[Excerpt provided start]

Here are all the published opinion polls for the June 2017 UK general election, plotted as a Shewhart chart.
The Conservative lead over Labour had been pretty constant at 16% from February 2017, after May’s Lancaster House speech. The initial Natural Process Limits (“NPLs”) on the chart extend back to that date. Then something odd happened in the polls around Easter. There were several polls above the upper NPL. That does not seem to fit with any surrounding event. Article 50 had been declared two weeks before and had had no real immediate impact.
I suspect that the “fugue state” around Easter was reflected in the respective parties’ private polling. It is possible that public reaction to the election announcement somehow locked in the phenomenon for a short while.
Things then seem to settle down to the 16% lead level again. However, the local election results at the bottom of the range of polls ought to have sounded some alarm bells. Local election results are not a reliable predictor of general elections but this data should not have felt very comforting.
Then the slide in lead begins. But when exactly? A lot of commentators have assumed that it was the badly received Conservative Party manifesto that started the decline. It is not possible to be definitive from the chart but it is certainly arguable that it was the leak of the Labour Party manifesto that started to shift voting intention.
Then the swing from Conservative to Labour continued unabated to polling day.
Polling performance
How did the individual pollsters fair? I have, somewhat arbitrarily, summarised all polls conducted in the 10 days before the election (29 May to 7 June). Here is the plot along with the actual popular poll result which gave a 2.5% margin of Conservative over Labour. That is the number that everybody was trying to predict.
The red points are the surveys from the 5 days before the election (3 to 7 June). Visually, they seem to be no closer, in general, than the other points (6 to 10 days before). The vertical lines are just an aid for the eye in grouping the points. The absence of “closing in” is confirmed by looking at the mean squared error (MSE) (in %2) for the points over 10 days (31.1) and 5 days (34.8). There is no evidence of polls closing in on the final result. The overall Shewhart chart certainly doesn’t suggest that.
Taking the polls over the 10 day period, then, here is the performance of the pollsters in terms of MSE. Lower MSE is better.
Pollster | MSE |
Norstat | 2.25 |
Survation | 2.31 |
Kantar Public | 6.25 |
Survey Monkey | 8.25 |
YouGov | 9.03 |
Opinium | 16.50 |
Qriously | 20.25 |
Ipsos MORI | 20.50 |
Panelbase | 30.25 |
ORB | 42.25 |
ComRes | 74.25 |
ICM | 78.36 |
BMG | 110.25 |
Norstat and Survation pollsters will have been enjoying bonuses on the morning after the election. There are a few other commendable performances.
YouGov model
I should also mention the YouGov model (the green line on the Shewhart chart) that has an MSE of 2.25. YouGov conduct web-based surveys against at huge data base or around 50,000 registered participants. They also collect, with permission, deep demographic data on those individuals concerning income, profession, education and other factors. There is enough published demographic data from the national census to judge whether that is a representative frame from which to sample.
YouGov did not poll and publish the raw, or even adjusted, voting intention. They used their poll to construct a model, perhaps a logistic regression or an artificial neural network, they don’t say, to predict voting intention from demographic factors. They then input into that model, not their own demographic data but data from the national census. That then gave their published forecast. I have to say that this looks about the best possible method for eliminating sampling frame effects.
It remains to be seen how widely this approach is adopted next time.

[Excerpt provided end]

**Set problem A:** Count the rows that contain the word "window" and reply with only the number.
The post on the 2017 election polls and the rows after it are unrelated.

[Data for this exercise start]

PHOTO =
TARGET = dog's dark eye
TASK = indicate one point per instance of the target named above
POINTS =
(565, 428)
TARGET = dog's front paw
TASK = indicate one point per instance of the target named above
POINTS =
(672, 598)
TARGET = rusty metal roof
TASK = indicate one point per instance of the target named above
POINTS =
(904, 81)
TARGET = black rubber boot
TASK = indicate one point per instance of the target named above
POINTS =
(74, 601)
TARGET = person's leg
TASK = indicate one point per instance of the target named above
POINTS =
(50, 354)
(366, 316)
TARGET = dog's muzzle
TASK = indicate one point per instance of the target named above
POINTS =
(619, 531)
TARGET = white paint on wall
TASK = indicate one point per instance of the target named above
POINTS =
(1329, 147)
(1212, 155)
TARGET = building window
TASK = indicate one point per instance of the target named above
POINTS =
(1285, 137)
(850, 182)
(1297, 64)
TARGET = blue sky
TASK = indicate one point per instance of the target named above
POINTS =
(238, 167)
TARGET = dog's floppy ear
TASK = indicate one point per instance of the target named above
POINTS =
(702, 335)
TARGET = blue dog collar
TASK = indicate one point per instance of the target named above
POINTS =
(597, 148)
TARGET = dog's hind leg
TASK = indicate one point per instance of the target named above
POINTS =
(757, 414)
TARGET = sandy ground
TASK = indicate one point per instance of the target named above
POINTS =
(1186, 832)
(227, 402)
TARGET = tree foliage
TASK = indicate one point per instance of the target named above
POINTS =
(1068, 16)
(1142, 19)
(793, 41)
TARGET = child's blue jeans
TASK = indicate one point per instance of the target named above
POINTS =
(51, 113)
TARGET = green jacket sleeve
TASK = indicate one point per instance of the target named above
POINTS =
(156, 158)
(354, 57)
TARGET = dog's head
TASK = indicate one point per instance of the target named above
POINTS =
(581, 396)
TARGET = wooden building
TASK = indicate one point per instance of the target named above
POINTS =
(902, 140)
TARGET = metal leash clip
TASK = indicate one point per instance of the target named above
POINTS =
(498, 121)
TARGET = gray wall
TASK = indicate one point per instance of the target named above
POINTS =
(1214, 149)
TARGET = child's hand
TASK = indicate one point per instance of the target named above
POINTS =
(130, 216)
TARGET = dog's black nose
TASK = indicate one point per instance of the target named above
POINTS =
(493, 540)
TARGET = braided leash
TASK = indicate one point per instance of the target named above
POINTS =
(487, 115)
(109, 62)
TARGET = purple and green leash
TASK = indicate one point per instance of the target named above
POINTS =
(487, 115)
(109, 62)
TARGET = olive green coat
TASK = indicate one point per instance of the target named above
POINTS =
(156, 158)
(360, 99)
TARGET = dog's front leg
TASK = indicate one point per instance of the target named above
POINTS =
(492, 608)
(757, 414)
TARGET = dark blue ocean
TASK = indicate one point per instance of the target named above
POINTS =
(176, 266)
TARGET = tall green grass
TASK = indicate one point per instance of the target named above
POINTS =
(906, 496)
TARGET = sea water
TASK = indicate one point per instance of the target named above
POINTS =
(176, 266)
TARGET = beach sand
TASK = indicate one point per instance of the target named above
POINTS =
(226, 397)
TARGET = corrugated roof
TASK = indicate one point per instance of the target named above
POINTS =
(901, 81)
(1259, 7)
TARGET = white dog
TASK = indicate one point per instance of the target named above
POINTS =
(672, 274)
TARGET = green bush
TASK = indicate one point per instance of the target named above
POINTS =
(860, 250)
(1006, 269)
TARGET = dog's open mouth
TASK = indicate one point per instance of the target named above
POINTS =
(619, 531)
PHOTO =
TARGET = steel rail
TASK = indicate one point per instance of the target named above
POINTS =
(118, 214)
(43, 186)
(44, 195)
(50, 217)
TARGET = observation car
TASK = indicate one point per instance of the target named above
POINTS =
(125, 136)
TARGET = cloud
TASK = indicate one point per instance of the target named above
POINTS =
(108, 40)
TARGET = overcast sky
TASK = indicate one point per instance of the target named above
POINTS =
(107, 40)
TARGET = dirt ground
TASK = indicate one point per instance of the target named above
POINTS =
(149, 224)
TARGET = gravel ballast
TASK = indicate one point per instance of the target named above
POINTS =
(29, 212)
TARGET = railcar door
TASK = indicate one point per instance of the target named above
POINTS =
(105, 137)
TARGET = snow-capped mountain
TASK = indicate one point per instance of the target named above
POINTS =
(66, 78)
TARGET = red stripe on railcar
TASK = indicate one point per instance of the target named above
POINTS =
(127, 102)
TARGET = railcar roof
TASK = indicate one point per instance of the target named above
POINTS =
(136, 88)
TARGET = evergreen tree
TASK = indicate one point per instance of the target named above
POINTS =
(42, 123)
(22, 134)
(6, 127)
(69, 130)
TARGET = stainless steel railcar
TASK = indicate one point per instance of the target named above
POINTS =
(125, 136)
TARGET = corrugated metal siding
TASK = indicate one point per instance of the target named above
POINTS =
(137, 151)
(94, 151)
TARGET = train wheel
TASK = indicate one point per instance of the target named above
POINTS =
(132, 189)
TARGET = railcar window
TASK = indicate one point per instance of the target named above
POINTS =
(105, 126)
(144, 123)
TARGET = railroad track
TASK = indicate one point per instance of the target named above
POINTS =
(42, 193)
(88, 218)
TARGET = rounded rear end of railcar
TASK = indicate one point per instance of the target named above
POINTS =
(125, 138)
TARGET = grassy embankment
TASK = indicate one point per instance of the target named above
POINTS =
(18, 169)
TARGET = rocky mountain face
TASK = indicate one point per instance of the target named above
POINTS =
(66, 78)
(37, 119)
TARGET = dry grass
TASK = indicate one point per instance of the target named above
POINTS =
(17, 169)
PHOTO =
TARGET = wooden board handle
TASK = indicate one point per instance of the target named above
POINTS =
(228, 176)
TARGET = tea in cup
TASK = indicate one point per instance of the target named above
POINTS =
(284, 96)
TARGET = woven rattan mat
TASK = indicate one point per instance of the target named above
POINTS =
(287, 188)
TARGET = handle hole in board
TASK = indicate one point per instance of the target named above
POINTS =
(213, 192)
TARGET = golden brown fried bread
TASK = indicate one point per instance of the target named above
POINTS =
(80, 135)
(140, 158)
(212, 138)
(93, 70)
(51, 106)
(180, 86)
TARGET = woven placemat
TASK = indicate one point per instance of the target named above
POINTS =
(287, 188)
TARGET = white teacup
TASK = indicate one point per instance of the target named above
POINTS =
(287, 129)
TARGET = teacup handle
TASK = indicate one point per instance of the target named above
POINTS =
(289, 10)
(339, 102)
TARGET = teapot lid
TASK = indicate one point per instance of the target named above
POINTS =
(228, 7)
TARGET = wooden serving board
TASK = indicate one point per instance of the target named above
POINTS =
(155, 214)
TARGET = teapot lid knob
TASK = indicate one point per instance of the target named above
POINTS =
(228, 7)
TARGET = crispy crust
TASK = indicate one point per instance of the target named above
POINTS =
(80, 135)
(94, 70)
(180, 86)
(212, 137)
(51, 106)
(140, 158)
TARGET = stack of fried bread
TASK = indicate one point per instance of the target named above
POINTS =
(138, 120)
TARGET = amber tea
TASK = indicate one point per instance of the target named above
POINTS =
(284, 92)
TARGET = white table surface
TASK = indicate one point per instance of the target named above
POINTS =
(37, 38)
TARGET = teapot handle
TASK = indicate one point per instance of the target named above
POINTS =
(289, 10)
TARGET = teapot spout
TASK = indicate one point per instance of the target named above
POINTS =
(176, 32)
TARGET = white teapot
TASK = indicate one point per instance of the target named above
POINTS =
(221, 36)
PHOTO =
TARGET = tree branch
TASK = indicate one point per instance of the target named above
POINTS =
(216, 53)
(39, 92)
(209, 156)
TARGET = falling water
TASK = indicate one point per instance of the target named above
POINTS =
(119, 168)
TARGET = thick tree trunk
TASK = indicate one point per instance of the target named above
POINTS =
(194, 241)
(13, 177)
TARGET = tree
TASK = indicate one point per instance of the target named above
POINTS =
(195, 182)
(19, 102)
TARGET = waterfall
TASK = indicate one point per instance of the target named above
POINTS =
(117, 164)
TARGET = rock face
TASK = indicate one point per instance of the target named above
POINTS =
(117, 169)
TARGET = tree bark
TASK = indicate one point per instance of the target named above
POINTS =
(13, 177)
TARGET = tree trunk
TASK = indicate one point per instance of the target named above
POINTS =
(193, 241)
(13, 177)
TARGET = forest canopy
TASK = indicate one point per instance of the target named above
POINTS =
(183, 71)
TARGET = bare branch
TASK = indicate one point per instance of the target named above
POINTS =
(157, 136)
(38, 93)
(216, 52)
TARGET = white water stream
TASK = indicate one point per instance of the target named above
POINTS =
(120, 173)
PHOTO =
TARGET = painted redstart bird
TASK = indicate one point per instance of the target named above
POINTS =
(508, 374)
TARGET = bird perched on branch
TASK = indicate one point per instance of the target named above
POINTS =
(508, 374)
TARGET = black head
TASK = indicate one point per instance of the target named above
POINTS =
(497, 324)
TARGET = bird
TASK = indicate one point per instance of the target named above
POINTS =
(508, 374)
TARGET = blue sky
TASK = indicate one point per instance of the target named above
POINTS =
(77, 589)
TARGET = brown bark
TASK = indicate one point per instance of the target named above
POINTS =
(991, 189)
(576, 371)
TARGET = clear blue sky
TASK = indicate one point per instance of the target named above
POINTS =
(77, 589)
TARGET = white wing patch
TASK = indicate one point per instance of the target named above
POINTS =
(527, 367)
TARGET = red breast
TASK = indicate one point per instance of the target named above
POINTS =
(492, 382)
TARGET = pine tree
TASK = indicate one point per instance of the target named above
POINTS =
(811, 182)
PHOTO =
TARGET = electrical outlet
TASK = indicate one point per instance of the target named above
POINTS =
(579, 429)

[Data for this exercise end]

**Set problem B:**
Using the post on the 2017 election polls, decide whether each statement agrees with it. Answer yes or no for each one, and quote the words from the post that settle it.
(i) The Conservative lead over Labour stayed fairly steady at 16% from February 2017.
(ii) The polls got closer to the final result in the last few days before the election.
(iii) YouGov published the raw voting intention from its poll.

**Correct answer A:** 2

**Correct answer B:**
(i) Yes: "The Conservative lead over Labour had been pretty constant at 16% from February 2017"
(ii) No: "There is no evidence of polls closing in on the final result."
(iii) No: "YouGov did not poll and publish the raw, or even adjusted, voting intention."